#### Requirement:
Copy each line below containing "rung".

#### Material shown:
# # # #

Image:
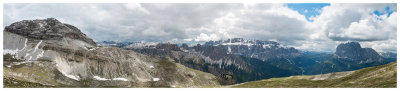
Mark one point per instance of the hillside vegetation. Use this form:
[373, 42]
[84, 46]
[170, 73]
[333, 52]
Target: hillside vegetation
[384, 76]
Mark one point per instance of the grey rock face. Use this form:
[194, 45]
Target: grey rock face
[34, 56]
[47, 29]
[353, 50]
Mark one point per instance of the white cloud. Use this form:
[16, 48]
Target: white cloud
[337, 23]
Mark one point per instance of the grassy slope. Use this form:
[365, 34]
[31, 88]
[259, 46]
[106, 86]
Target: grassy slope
[384, 76]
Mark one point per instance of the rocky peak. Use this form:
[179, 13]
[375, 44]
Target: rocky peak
[47, 29]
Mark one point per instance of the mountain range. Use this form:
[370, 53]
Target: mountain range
[48, 53]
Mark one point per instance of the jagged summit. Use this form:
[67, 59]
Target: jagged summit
[47, 29]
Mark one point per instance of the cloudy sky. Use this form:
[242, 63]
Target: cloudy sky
[310, 27]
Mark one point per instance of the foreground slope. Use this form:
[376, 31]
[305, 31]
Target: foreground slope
[48, 53]
[380, 76]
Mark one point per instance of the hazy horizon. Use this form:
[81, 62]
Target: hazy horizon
[309, 27]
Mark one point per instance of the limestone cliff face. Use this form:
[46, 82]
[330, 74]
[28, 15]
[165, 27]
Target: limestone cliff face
[55, 54]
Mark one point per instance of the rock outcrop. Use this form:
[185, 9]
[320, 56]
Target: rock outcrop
[59, 55]
[47, 29]
[353, 50]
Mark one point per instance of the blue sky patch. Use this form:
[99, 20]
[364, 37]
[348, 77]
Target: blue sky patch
[307, 9]
[387, 11]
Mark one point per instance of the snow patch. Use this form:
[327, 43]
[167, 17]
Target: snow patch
[99, 78]
[121, 79]
[71, 76]
[9, 51]
[37, 46]
[156, 79]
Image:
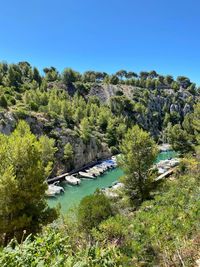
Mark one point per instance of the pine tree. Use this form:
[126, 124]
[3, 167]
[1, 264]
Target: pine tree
[22, 184]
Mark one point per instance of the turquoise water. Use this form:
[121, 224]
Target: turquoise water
[74, 194]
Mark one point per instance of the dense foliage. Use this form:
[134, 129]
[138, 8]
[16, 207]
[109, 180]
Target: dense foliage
[24, 165]
[163, 232]
[94, 107]
[71, 117]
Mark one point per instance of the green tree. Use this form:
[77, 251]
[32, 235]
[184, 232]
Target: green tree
[196, 122]
[85, 129]
[22, 185]
[180, 139]
[69, 76]
[121, 74]
[93, 210]
[3, 101]
[138, 154]
[68, 152]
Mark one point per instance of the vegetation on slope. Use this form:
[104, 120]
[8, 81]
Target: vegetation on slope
[148, 224]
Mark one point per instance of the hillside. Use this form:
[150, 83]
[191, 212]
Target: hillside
[90, 112]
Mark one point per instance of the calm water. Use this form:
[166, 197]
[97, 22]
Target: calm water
[74, 194]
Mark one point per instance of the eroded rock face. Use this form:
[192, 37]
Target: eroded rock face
[7, 122]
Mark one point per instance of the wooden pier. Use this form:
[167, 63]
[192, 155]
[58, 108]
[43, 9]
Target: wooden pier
[75, 171]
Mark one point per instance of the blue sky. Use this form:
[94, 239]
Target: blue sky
[104, 35]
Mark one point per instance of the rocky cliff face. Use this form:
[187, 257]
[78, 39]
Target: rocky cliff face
[156, 105]
[149, 110]
[84, 153]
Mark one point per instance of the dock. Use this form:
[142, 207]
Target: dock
[165, 175]
[75, 171]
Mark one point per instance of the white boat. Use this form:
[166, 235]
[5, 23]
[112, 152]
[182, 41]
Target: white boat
[99, 171]
[55, 188]
[93, 171]
[72, 180]
[50, 193]
[87, 175]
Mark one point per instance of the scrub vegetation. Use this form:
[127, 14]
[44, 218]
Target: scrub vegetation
[47, 122]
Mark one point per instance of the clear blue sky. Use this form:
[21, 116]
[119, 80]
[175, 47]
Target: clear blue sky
[105, 35]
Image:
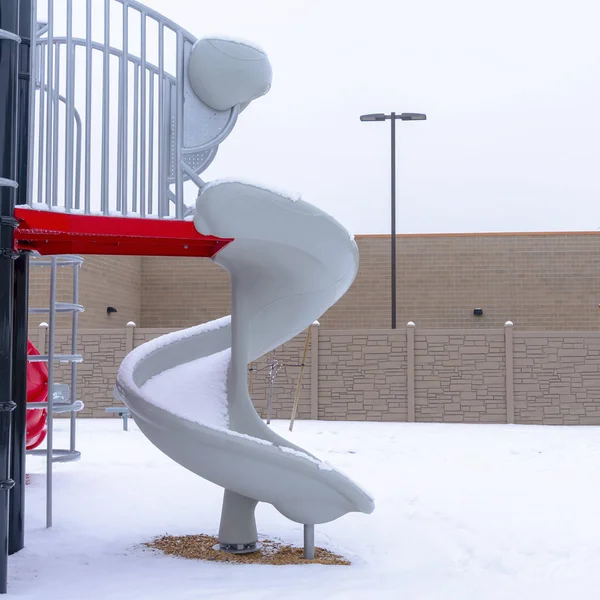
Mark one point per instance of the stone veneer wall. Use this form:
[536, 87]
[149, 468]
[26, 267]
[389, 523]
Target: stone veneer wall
[472, 376]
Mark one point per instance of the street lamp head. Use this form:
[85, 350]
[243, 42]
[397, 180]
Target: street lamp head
[373, 117]
[413, 117]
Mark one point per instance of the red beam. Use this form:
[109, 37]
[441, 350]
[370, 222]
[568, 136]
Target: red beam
[51, 232]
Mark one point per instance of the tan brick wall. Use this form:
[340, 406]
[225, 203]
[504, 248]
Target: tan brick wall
[103, 351]
[181, 292]
[539, 281]
[557, 378]
[459, 375]
[103, 281]
[284, 388]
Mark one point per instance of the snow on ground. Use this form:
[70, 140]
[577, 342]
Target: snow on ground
[463, 512]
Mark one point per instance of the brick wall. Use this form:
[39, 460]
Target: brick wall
[410, 374]
[460, 377]
[539, 281]
[362, 376]
[181, 292]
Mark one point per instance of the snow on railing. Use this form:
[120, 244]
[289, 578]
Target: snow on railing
[111, 98]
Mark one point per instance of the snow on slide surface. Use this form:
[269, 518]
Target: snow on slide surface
[187, 390]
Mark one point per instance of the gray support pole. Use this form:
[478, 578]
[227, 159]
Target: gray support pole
[9, 52]
[393, 121]
[510, 385]
[50, 418]
[73, 424]
[309, 542]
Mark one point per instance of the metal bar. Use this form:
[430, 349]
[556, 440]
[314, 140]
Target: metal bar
[78, 162]
[393, 236]
[50, 414]
[134, 176]
[270, 400]
[60, 307]
[9, 53]
[49, 129]
[69, 116]
[88, 106]
[74, 328]
[125, 102]
[299, 383]
[105, 111]
[162, 160]
[57, 358]
[134, 60]
[31, 6]
[41, 128]
[151, 144]
[142, 208]
[16, 529]
[121, 124]
[179, 128]
[55, 101]
[309, 542]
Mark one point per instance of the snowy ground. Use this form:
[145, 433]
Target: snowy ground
[462, 513]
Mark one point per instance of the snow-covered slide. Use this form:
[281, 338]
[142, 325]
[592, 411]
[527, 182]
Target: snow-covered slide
[187, 391]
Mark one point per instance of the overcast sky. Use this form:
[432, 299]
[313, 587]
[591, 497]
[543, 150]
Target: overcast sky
[511, 89]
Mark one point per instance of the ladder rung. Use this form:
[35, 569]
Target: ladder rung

# # # #

#### Result of the task:
Mark one point per instance of the ladder rung. Use this form:
Target: ladder rung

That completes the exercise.